**** Excerto do texto ****

A cooperação internacional precisa de pessoas que partilhem o processo de desenvolvimento económico e humano, através da solidariedade feita de presença, acompanhamento, formação e respeito. Sob este ponto de vista, os próprios organismos internacionais deveriam interrogar-se sobre a real eficácia dos seus aparatos burocráticos e administrativos, frequentemente muito dispendiosos. Às vezes sucede que o destinatário das ajudas seja utilizado em função de quem o ajuda e que os pobres sirvam para manter de pé dispendiosas organizações burocráticas que reservam para sua própria conservação percentagens demasiado elevadas dos recursos que, ao invés, deveriam ser aplicados no desenvolvimento. Nesta perspectiva, seria desejável que todos os organismos internacionais e as organizações não governamentais se comprometessem a uma plena transparência, informando os doadores e a opinião pública acerca da percentagem de fundos recebidos destinada aos programas de cooperação, acerca do verdadeiro conteúdo de tais programas e, por último, acerca da configuração das despesas da própria instituição.

48. O tema do desenvolvimento aparece, hoje, estreitamente associado também com os deveres que nascem do relacionamento do homem com o ambiente natural. Este foi dado por Deus a todos, constituindo o seu uso uma responsabilidade que temos para com os pobres, as gerações futuras e a humanidade inteira. Quando a natureza, a começar pelo ser humano, é considerada como fruto do acaso ou do determinismo evolutivo, a noção da referida responsabilidade debilita-se nas consciências. Na natureza, o crente reconhece o resultado maravilhoso da intervenção criadora de Deus, de que o homem se pode responsavelmente servir para satisfazer as suas legítimas exigências - materiais e imateriais - no respeito dos equilíbrios intrínsecos da própria criação. Se falta esta perspectiva, o homem acaba ou por considerar a natureza um tabu intocável ou, ao contrário, por abusar dela. Nem uma nem outra destas atitudes corresponde à visão cristã da natureza, fruto da criação de Deus.

**** Dados do exercício ****

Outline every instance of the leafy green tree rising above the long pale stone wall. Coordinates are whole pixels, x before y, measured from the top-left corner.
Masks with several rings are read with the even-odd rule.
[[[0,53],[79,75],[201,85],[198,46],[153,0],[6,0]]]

****
**** Dados do exercício ****

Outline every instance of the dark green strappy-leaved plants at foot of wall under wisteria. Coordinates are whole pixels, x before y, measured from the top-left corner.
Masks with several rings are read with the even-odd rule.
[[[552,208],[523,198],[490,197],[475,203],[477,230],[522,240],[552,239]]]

****
**** Dados do exercício ****

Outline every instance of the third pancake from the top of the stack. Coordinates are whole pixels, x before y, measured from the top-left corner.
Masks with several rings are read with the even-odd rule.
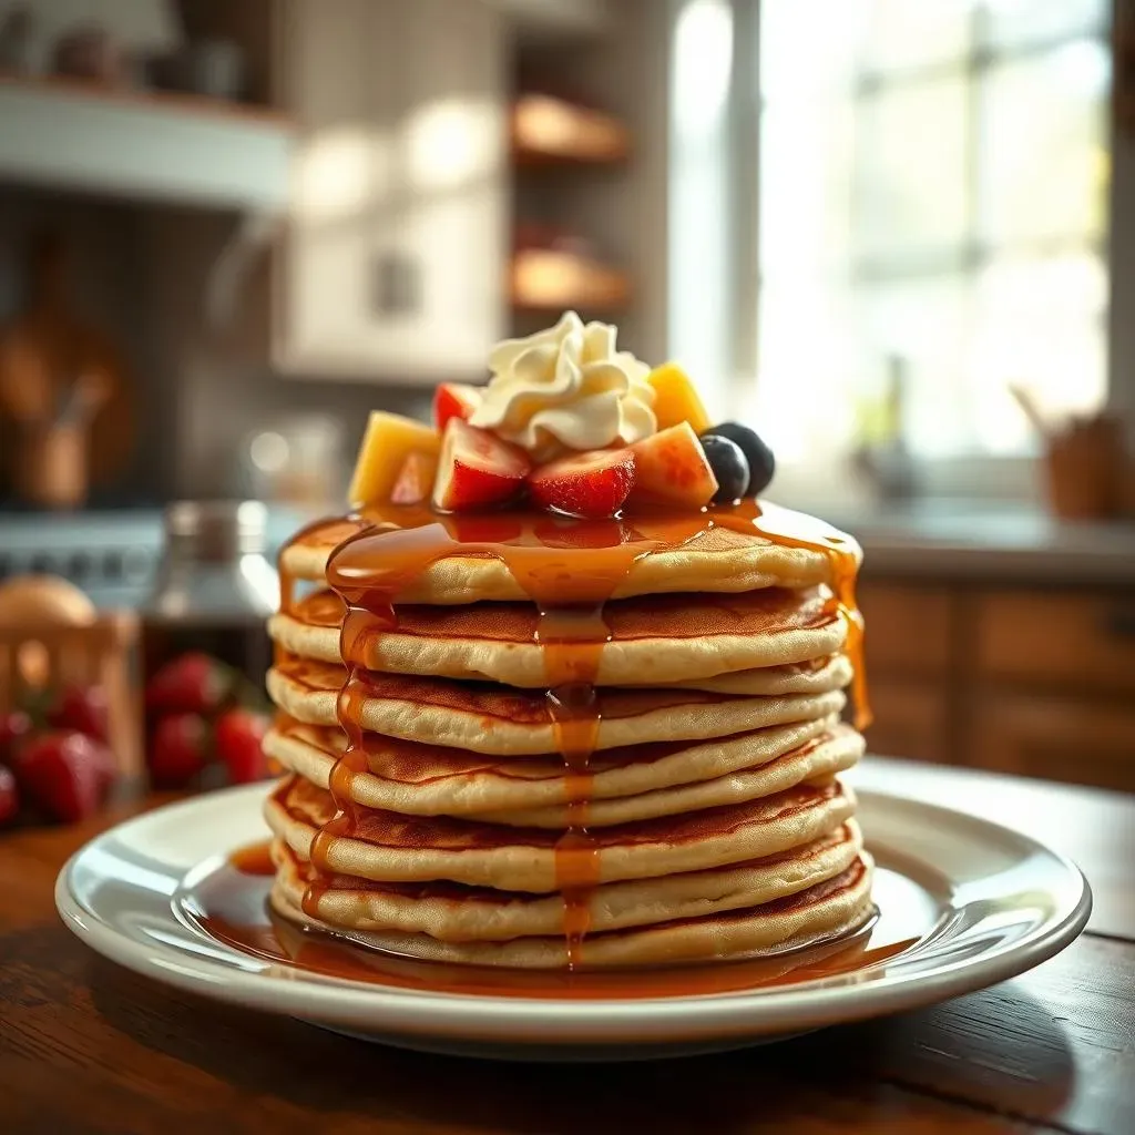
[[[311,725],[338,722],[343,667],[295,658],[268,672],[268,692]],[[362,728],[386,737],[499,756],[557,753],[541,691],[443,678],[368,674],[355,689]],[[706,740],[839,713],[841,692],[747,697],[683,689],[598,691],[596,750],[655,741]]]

****

* _Experimente_:
Responda com base no excerto sobre cooperação internacional e ambiente:
(a) Sobre que três pontos deveriam os organismos internacionais e as organizações não governamentais informar os doadores e a opinião pública?
(b) Para com quem o uso do ambiente natural constitui uma responsabilidade?
(c) Quando falta a perspectiva do crente, que duas atitudes perante a natureza o homem acaba por tomar?

* _A sua resposta_:
(a) A percentagem de fundos recebidos destinada aos programas de cooperação, o verdadeiro conteúdo desses programas e a configuração das despesas da própria instituição.
(b) Para com os pobres, as gerações futuras e a humanidade inteira.
(c) Ou considera a natureza um tabu intocável ou, ao contrário, abusa dela.